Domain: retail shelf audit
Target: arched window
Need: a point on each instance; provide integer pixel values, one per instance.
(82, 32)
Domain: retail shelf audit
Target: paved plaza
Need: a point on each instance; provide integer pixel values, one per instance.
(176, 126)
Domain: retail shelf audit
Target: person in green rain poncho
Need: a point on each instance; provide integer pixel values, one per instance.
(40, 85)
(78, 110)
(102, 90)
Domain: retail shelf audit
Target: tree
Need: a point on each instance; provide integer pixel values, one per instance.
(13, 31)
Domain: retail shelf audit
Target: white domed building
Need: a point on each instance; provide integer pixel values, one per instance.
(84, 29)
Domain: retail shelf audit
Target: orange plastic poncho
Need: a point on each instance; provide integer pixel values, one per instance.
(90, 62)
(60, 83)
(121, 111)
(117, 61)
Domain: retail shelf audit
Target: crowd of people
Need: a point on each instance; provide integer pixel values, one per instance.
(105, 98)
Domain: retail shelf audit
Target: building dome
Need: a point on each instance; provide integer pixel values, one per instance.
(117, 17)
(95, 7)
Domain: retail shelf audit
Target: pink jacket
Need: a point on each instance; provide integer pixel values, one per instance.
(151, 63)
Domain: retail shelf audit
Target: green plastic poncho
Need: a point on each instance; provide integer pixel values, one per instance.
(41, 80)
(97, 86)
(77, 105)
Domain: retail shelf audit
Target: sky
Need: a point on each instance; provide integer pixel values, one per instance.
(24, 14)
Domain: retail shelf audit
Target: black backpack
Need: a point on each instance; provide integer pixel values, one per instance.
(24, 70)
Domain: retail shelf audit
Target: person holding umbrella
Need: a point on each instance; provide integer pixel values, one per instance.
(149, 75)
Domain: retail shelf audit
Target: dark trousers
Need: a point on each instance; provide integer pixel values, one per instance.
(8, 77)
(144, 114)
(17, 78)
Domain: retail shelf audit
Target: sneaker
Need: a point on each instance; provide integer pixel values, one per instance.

====

# Task to carry out
Repeat the entries above exactly, leaving nothing out.

# Exercise solution
Domain: retail shelf audit
Target: arched window
Need: a point on each instance; provide integer pixel values, one per instance.
(82, 32)
Domain: retail shelf audit
Target: paved plaza
Need: a point on each instance; provide integer pixel values, one per instance.
(176, 126)
Domain: retail shelf audit
Target: person in green rain poncho
Need: a point on each instance; provide integer pixel values, one per instance.
(40, 85)
(78, 110)
(102, 90)
Domain: retail shelf audit
Target: tree
Need: a point on each instance; provide integer pixel values, one per instance.
(13, 31)
Domain: retail shelf audit
Target: white domed building
Need: a point on each instance; provide integer pixel values, one per instance.
(84, 29)
Domain: retail shelf audit
Target: orange plastic poncho
Need: a point on each instance; provide integer pixel values, one per instance.
(90, 62)
(60, 83)
(121, 111)
(117, 61)
Domain: retail shelf audit
Target: crowd of people
Need: a point on each instance; provide integer pixel values, one per instance.
(105, 98)
Domain: retail shelf audit
Target: building dome
Need: a point on each instance; provide integer pixel values, one per instance.
(117, 17)
(95, 7)
Domain: retail shelf audit
Target: pink jacket
Need: a point on each instance; provide integer pixel values, one per instance.
(151, 63)
Domain: retail shelf audit
Target: green plastic poncho
Need: a point on each instance; provide integer pixel values, one per instance.
(41, 80)
(97, 86)
(77, 105)
Domain: retail shelf audit
Target: sky
Need: a point on each instance; provide integer pixel values, one per instance.
(24, 14)
Domain: retail shelf audit
Target: black backpack
Need: a point on each instance; provide integer pixel values, one per instance.
(24, 70)
Domain: retail shelf audit
Target: person holding umbrella
Need: a point on each instance; provide integer pixel values, one per instance.
(149, 75)
Domain: retail shelf audit
Target: dark trousers
Need: a point on each instance; provide integer pixel values, one per instance.
(8, 77)
(144, 114)
(17, 78)
Domain: retail shelf audit
Target: sneaker
Need: a point on each instance; provide integer pixel values, one per instance.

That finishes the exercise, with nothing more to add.